§ **Given problem**:
Extract each line of the data below that contains the string "hand", treating uppercase and lowercase letters as distinct.

'''

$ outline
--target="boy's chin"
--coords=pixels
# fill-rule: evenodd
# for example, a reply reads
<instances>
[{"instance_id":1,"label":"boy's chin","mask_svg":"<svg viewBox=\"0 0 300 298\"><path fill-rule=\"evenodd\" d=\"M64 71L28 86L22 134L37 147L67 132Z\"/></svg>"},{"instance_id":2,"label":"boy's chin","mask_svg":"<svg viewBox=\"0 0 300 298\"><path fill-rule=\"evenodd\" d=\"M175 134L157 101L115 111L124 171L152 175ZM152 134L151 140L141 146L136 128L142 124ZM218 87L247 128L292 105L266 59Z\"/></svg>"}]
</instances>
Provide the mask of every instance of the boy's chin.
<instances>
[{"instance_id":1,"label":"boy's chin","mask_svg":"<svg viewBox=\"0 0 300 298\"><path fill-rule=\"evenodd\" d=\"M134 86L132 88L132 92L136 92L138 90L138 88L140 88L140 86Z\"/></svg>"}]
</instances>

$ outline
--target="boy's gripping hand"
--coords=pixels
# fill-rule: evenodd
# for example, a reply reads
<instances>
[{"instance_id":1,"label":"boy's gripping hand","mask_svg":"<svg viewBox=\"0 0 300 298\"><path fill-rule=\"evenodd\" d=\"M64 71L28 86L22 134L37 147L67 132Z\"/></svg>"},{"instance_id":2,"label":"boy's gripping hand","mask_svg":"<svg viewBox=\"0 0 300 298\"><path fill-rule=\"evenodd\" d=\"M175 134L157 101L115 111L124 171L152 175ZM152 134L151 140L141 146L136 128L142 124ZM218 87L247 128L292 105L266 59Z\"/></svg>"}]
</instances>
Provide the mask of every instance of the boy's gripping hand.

'''
'''

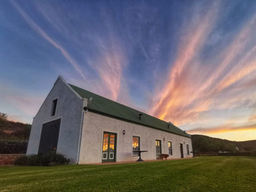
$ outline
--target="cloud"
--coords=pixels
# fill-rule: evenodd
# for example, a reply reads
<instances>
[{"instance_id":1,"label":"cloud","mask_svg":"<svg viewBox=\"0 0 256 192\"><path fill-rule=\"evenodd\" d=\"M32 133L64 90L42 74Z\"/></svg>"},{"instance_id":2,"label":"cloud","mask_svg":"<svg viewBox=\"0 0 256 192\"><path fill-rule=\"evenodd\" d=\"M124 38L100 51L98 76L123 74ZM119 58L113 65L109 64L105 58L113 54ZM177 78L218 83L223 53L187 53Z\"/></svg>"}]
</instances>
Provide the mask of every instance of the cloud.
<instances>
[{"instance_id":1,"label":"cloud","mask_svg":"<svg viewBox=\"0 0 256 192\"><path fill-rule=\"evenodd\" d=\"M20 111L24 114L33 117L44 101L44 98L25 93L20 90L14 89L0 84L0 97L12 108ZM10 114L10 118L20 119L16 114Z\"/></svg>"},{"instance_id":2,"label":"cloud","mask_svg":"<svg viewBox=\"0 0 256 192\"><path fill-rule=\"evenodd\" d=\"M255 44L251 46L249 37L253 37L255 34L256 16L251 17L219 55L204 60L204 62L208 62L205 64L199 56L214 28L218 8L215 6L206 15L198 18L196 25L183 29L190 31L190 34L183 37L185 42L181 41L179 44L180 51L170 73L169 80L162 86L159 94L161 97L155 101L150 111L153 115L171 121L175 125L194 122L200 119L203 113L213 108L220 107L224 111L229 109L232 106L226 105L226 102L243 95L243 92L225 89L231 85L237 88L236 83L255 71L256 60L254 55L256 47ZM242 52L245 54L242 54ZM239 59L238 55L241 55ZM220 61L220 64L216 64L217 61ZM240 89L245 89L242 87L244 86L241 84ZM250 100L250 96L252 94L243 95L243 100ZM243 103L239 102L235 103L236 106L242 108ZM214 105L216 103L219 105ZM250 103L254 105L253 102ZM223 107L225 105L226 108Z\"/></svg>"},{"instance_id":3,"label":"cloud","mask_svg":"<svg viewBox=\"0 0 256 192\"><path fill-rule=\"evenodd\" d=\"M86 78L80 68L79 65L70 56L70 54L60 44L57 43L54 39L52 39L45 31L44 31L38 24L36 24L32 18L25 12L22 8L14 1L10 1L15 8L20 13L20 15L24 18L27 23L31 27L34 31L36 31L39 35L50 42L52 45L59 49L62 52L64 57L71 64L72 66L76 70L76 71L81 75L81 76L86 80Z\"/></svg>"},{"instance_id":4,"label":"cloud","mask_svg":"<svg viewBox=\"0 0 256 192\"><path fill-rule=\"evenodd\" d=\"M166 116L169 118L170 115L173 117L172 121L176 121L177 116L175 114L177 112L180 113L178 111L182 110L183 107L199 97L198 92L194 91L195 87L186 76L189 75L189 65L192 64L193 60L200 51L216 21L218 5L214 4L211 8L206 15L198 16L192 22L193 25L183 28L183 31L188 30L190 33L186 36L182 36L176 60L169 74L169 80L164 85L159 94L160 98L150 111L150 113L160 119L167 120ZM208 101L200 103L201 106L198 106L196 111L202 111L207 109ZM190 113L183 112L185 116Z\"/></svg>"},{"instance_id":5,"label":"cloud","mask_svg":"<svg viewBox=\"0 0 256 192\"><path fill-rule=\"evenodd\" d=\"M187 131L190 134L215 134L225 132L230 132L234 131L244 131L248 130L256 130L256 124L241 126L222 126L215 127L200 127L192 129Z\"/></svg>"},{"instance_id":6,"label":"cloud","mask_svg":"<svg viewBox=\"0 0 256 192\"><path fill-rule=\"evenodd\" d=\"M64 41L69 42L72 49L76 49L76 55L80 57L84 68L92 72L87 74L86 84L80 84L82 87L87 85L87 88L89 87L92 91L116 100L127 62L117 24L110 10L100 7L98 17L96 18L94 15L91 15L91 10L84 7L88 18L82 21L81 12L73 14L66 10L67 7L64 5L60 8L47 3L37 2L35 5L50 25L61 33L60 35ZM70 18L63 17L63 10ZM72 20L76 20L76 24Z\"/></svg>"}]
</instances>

'''
'''

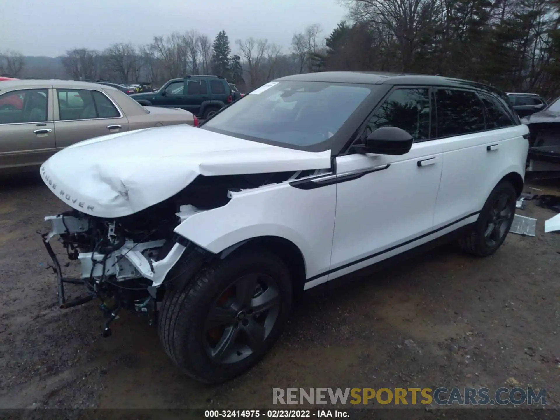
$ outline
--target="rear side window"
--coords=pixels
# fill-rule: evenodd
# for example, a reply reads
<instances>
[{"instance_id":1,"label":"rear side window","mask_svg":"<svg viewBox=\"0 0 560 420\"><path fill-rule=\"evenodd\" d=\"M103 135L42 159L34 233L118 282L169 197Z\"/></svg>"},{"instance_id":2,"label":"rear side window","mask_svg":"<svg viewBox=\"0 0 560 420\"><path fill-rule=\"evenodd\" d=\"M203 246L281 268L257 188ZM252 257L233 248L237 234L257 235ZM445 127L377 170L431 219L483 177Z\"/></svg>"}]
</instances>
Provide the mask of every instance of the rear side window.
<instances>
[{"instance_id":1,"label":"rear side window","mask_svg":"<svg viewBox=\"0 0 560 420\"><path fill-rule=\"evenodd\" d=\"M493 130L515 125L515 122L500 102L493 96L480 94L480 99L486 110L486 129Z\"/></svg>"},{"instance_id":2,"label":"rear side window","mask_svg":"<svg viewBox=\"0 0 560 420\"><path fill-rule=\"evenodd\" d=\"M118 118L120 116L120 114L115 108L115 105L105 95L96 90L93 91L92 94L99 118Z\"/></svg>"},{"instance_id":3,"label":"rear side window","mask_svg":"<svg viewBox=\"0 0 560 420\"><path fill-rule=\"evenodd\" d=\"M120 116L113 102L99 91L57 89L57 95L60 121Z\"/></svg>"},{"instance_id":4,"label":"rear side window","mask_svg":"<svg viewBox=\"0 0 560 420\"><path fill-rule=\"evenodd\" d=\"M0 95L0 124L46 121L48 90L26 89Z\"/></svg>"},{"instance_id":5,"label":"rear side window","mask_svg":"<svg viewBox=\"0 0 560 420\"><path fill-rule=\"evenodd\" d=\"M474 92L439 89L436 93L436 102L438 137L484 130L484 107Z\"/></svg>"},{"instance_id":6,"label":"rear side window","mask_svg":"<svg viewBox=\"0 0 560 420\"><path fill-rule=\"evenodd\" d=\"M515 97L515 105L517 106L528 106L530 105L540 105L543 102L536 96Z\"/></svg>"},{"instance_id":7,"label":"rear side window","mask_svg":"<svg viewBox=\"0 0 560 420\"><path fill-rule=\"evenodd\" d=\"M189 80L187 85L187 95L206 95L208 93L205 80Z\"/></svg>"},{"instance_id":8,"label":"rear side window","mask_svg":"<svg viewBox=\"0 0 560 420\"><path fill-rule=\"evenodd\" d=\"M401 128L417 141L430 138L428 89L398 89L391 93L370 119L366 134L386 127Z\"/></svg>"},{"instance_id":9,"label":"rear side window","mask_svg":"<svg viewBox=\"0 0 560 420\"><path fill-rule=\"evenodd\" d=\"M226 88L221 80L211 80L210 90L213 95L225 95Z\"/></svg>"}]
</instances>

'''

§ **Exercise response**:
--target="boy's gripping hand"
[{"instance_id":1,"label":"boy's gripping hand","mask_svg":"<svg viewBox=\"0 0 300 298\"><path fill-rule=\"evenodd\" d=\"M64 71L28 86L22 134L37 147L67 132Z\"/></svg>"},{"instance_id":2,"label":"boy's gripping hand","mask_svg":"<svg viewBox=\"0 0 300 298\"><path fill-rule=\"evenodd\" d=\"M175 134L157 101L115 111L124 171L152 175ZM152 134L151 140L141 146L136 128L142 124ZM218 87L247 128L292 105L266 59Z\"/></svg>"}]
Provide the mask of every instance of the boy's gripping hand.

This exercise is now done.